- _Requirements_
Rewrite the article on the police officer data ruling from "U.S. District Judge" up to and including "in the decision.", putting "civic speech" in place of "political speech".

Law banning posting of police officer data unconstitutional
NMU | WASHINGTON | Prior Restraints |
Law banning posting of police officer data unconstitutional
- A Web publisher will be allowed to publish information about police officers on his site.
June 2, 2003 — A database of personal information about Washington police officers returned to the Web last week after a federal judge in Seattle ruled May 22 that a law prohibiting public disclosure of the material was unconstitutional.
Bill Sheehan, the operator of Justicefiles.org, challenged the law in court, claiming it violated his First Amendment rights.
U.S. District Judge John Coughenor agreed.
“There is cause for concern when the legislature enacts a statute proscribing a type of political speech in a concerted effort to silence particular speakers,” he wrote in the decision.
Plans for fighting the decision are uncertain at this point, said Jim Pharris, senior assistant attorney general. The attorney general’s office is consulting with the King County Prosecutor, also named as one of the defendants in the case, to decide whether or not to appeal the ruling. Additionally, they are talking with state legislators to see if new legislation could be introduced.
The law, which took effect last year, prohibited publication of home addresses, phone numbers, and other personal information about law enforcement officers, corrections officers, and court employees.
Sheehan launched the Justicefiles site on March 17, 2001. For 18 months prior to the site’s debut, he gathered and compiled information for the site. Sheehan obtained the data through legal means, using public records such as voter registration files and property tax records, he said.
As stated on the Web site, Sheehan “believes that only with a continuing and accurate data base of police officers, prosecutors and those that are part of the criminal justice system, can true accountability in government be achieved.”

- _Dataset excerpts_
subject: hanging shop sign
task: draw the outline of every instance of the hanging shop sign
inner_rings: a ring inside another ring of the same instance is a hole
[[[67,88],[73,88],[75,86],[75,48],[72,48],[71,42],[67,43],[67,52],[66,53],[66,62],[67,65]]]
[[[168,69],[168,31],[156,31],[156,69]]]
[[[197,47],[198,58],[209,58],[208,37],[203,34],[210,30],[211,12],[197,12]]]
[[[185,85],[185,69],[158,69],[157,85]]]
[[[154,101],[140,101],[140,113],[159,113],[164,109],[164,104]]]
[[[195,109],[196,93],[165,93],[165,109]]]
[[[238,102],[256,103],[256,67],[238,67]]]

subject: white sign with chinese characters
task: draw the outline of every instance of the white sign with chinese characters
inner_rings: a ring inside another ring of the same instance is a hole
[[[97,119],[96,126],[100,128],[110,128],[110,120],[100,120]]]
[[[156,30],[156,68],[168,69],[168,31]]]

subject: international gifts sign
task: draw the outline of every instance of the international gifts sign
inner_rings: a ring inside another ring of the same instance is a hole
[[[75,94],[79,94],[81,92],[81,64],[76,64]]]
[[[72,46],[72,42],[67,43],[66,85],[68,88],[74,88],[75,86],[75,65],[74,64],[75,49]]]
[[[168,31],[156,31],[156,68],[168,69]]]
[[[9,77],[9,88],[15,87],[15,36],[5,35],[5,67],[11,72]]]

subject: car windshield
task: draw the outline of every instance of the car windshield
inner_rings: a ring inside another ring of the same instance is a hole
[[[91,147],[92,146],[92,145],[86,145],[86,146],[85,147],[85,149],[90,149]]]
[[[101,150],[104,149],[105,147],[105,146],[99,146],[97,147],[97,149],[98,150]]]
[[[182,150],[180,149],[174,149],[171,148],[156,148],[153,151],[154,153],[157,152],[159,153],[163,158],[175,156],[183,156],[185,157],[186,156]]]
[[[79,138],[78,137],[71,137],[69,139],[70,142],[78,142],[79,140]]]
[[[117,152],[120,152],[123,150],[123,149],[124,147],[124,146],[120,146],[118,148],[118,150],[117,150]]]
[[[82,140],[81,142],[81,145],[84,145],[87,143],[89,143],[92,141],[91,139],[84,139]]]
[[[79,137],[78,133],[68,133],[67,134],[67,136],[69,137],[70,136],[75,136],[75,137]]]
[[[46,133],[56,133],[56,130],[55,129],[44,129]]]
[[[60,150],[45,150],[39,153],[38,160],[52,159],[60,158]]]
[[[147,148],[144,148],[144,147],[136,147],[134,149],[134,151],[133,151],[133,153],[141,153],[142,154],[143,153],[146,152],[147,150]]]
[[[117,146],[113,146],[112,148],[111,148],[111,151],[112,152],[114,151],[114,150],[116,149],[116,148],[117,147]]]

- _The result_
U.S. District Judge John Coughenor agreed.
“There is cause for concern when the legislature enacts a statute proscribing a type of civic speech in a concerted effort to silence particular speakers,” he wrote in the decision.